Problem 1:
For the Lloyds permission letter below, state whether each statement agrees with it, answering yes or no and quoting the deciding words: (a) the offer proceeds will go toward redeeming HMT Preference Shares issued to HM Treasury in January 2009; (b) Canadian residents who are not Accredited Investors may take part in the offer; (c) the Ordinary Shares currently trade on the New York Stock Exchange.
Problem 2:
Pick up the Lloyds permission letter below after its final numbered point and write what follows.

Selected text:
Lloyds Banking Group plc – s. 38(3)

Permission

May 19, 2009

Blake, Cassels & Graydon LLP
Barristers & Solicitors
Patent & Trade-mark Agents
199 Bay Street
Suite 2800, Commerce Court West
Toronto, ON M5L 1A9

Attention: Sophia Javed

Re:
Lloyds Banking Group plc (Lloyds or the Filer)
Request for Permission under s. 38(3) of the Securities Act (Ontario)

Further to your letter of May 11, 2009 and email of May 19, 2009 (collectively, the Letter), we understand that:

1. Lloyds is proposing to make an international placing and open offer (the Lloyds Placing and Compensatory Open Offer) of new ordinary shares of Lloyds (Open Offer Shares) to existing holders of Lloyds ordinary shares (Ordinary Shares), the proceeds of which will be used to redeem outstanding HMT Preference Shares which were issued to HM Treasury in January 2009. Open Offer Shares which are not taken up will be placed in the market (the Placing). Holders of Ordinary Shares who do not take up (or are unable to take up) their entitlement to subscribe for Open Offer Shares under the Lloyds Placing and Compensatory Open Offer will receive pro-rata the proceeds of the Placing, to the extent that such Open Offer Shares are placed at a premium (after deducting related expenses) to the issue price of the Open Offer Shares.

2. Canadian holders of Ordinary Shares who are accredited investors (within the meaning of National Instrument 45-106 -- Prospectus and Registration Exemptions) (Accredited Investors) will be permitted to participate in the Lloyds Placing and Compensatory Open Offer, as described in the Prospectus (defined below). Canadian residents that are not Accredited Investors will not be permitted to participate in the Lloyds Placing and Compensatory Open Offer.

3. Prospective purchasers, who must be Accredited Investors in Ontario and other relevant Canadian jurisdictions pursuant to the Lloyds Placing and Compensatory Open Offer, will have access by the internet to a Canadian offering memorandum that includes the U.K. prospectus (collectively, the Prospectus).

4. Lloyds will rely on appropriate exemptions from the prospectus and registration requirements of the Securities Act (Ontario) to distribute securities to residents of Ontario pursuant to the Lloyds Placing and Compensatory Open Offer.

5. The Ordinary Shares of Lloyds are currently admitted to the Official List of the UK Listing Authority and to trading on the London Stock Exchange

6. Lloyds intends to make applications to the UK Listing Authority for the Open Offer Shares to be admitted to the Official List and to the London Stock Exchange for the Open Offer Shares to be admitted to trading on the London Stock Exchange's main market for listed securities (Admission).

Given data:
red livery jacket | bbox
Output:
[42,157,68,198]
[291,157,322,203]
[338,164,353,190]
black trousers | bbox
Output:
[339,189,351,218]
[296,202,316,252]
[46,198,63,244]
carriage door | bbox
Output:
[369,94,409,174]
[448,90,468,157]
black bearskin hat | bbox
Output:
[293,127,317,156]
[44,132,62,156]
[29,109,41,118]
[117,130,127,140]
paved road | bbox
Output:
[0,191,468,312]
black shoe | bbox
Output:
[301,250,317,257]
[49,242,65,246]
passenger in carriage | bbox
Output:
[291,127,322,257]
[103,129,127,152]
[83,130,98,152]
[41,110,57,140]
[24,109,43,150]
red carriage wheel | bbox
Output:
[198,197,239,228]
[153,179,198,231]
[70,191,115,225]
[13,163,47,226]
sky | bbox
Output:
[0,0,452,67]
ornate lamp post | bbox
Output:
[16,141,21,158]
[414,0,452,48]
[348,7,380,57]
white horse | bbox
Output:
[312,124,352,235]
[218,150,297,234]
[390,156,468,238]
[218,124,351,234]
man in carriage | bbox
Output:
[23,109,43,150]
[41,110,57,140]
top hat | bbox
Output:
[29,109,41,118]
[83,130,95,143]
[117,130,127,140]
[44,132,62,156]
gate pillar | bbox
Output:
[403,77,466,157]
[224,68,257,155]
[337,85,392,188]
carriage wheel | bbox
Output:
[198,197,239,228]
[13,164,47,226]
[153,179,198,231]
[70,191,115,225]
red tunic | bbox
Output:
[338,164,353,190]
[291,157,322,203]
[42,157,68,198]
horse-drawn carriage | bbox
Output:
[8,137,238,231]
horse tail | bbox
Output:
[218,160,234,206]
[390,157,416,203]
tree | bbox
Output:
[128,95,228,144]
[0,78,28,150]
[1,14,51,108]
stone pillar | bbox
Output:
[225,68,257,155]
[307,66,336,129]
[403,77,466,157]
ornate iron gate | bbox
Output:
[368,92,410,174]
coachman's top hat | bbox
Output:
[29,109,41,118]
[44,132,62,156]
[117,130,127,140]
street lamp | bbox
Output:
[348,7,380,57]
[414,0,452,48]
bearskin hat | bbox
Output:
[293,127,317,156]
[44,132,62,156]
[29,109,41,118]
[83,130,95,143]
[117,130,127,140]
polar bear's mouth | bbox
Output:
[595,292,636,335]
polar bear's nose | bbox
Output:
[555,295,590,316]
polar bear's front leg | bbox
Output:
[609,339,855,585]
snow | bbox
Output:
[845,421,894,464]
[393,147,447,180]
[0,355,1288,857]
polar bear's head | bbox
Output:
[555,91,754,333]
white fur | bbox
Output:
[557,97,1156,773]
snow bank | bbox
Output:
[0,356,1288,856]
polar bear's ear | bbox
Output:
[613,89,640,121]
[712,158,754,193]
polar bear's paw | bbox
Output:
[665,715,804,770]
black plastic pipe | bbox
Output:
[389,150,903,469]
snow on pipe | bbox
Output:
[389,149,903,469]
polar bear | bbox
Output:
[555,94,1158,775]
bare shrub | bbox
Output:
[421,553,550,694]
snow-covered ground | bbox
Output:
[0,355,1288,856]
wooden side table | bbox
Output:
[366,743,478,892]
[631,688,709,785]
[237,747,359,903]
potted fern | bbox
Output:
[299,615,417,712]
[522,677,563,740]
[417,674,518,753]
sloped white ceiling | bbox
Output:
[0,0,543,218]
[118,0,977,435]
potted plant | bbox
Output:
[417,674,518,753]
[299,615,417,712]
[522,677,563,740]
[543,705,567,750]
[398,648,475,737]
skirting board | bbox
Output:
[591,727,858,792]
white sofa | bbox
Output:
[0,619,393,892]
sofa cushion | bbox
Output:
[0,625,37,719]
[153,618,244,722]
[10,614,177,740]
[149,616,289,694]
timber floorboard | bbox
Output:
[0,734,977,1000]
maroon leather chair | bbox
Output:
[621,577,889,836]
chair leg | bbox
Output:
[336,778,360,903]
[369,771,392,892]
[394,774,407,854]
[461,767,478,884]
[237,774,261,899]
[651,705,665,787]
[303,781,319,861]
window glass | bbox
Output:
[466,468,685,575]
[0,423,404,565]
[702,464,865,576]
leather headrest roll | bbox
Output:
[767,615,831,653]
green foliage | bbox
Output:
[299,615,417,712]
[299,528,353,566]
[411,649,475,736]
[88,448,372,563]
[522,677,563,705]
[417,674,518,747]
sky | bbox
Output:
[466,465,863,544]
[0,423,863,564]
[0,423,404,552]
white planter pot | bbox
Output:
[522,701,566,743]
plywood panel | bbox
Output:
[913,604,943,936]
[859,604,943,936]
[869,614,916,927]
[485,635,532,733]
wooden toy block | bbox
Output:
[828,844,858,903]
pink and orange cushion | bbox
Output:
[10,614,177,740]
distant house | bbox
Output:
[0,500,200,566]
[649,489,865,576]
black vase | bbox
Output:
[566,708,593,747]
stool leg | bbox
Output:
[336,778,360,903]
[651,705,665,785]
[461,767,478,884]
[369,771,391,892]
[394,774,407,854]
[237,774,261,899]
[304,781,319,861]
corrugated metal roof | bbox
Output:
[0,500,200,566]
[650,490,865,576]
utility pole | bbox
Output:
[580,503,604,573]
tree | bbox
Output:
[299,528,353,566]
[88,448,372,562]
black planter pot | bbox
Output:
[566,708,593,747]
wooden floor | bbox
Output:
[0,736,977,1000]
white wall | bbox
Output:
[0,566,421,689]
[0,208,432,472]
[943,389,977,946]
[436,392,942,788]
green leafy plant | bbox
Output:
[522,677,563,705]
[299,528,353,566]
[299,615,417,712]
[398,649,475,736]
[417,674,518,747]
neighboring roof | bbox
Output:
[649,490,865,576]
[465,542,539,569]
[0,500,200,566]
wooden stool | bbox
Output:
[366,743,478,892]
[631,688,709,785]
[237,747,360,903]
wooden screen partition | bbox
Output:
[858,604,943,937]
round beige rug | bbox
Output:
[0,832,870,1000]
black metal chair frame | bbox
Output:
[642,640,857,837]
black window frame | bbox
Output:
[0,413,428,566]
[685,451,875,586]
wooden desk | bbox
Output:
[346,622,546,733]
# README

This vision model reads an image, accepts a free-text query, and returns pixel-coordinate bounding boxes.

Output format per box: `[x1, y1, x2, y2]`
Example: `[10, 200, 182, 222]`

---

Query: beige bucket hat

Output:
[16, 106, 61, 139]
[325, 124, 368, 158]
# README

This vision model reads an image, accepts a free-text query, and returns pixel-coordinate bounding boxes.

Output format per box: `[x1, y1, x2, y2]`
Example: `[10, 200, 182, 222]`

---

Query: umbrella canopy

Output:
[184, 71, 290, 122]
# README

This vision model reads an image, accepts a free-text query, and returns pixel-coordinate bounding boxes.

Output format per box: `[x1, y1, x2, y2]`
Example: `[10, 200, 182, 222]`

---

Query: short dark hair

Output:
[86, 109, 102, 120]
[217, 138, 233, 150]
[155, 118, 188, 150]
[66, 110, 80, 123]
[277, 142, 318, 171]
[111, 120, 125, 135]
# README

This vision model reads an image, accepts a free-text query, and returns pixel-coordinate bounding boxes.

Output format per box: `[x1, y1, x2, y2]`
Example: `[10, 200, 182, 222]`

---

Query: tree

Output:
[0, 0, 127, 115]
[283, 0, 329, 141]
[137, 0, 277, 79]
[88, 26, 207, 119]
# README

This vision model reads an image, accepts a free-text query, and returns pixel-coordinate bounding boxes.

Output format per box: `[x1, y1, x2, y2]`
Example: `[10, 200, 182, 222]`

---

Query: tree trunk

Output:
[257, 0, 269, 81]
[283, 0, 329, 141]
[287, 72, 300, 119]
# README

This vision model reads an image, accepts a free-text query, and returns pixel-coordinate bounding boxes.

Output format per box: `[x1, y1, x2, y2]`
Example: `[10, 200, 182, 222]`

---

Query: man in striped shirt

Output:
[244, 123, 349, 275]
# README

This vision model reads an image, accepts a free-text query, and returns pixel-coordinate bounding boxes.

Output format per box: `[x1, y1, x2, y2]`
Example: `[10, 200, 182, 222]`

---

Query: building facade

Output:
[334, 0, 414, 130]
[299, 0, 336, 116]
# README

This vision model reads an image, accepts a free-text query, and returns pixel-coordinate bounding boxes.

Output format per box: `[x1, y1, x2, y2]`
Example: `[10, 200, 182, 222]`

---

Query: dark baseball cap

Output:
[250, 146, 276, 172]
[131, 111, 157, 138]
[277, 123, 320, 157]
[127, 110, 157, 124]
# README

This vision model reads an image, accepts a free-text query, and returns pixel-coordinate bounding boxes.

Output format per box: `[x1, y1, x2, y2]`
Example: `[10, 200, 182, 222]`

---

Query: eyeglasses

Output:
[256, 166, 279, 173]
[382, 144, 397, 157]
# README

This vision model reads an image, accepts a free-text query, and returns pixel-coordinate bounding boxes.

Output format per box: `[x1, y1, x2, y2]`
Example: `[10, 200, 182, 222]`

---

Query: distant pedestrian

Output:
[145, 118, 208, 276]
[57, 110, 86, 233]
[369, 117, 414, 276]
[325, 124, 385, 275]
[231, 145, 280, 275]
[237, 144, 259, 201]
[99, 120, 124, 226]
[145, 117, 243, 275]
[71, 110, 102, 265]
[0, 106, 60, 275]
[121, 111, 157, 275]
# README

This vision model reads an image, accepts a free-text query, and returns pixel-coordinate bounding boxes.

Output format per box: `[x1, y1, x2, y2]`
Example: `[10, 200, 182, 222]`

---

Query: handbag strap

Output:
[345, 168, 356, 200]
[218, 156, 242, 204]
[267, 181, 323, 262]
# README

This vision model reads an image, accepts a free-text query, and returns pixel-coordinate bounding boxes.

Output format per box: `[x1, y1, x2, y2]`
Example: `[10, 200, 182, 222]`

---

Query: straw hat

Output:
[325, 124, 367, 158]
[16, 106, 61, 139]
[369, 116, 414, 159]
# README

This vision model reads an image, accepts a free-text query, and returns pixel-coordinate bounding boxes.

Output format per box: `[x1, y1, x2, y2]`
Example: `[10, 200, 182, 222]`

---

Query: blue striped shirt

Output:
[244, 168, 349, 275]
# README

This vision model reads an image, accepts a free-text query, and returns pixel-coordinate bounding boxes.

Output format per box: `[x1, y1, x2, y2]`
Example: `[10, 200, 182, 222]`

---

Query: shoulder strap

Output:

Final result 1:
(a) Yes: "the proceeds of which will be used to redeem outstanding HMT Preference Shares which were issued to HM Treasury in January 2009"
(b) No: "Canadian residents that are not Accredited Investors will not be permitted to participate in the Lloyds Placing and Compensatory Open Offer."
(c) No: "The Ordinary Shares of Lloyds are currently admitted to the Official List of the UK Listing Authority and to trading on the London Stock Exchange"

Final result 2:
7. The Prospectus will contain one or more representations identical or substantially similar to the form of representation set out in the Letter (the Prospectus Listing Representation): (a) applications will be made to the UK Listing Authority for the Open Offer Shares to be admitted to the Official List and to the London Stock Exchange for the Open Offer Shares to be admitted to trading on the London Stock Exchange's main market for listed securities; and (b) it is expected that admission of the Open Offer Shares will occur and that dealings in the Open Offer Shares on the London Stock Exchange will commence at 8:00 a.m. on June 9, 2009. The Prospectus also includes (a) a table indicating the Ordinary Share ownership "interests of directors" and has a heading stating "Interests immediately following Admission", and (b) a table indicating "major shareholders of Lloyds Banking plc" with headings stating "Prior to Admission of the Open Offer Shares" and "Following Admission of the Open Offer Shares", where "Admission" is defined in the Prospectus as admission of the Open Offer Shares to the Official List and to trading on the London Stock Exchange's main market for listed securities.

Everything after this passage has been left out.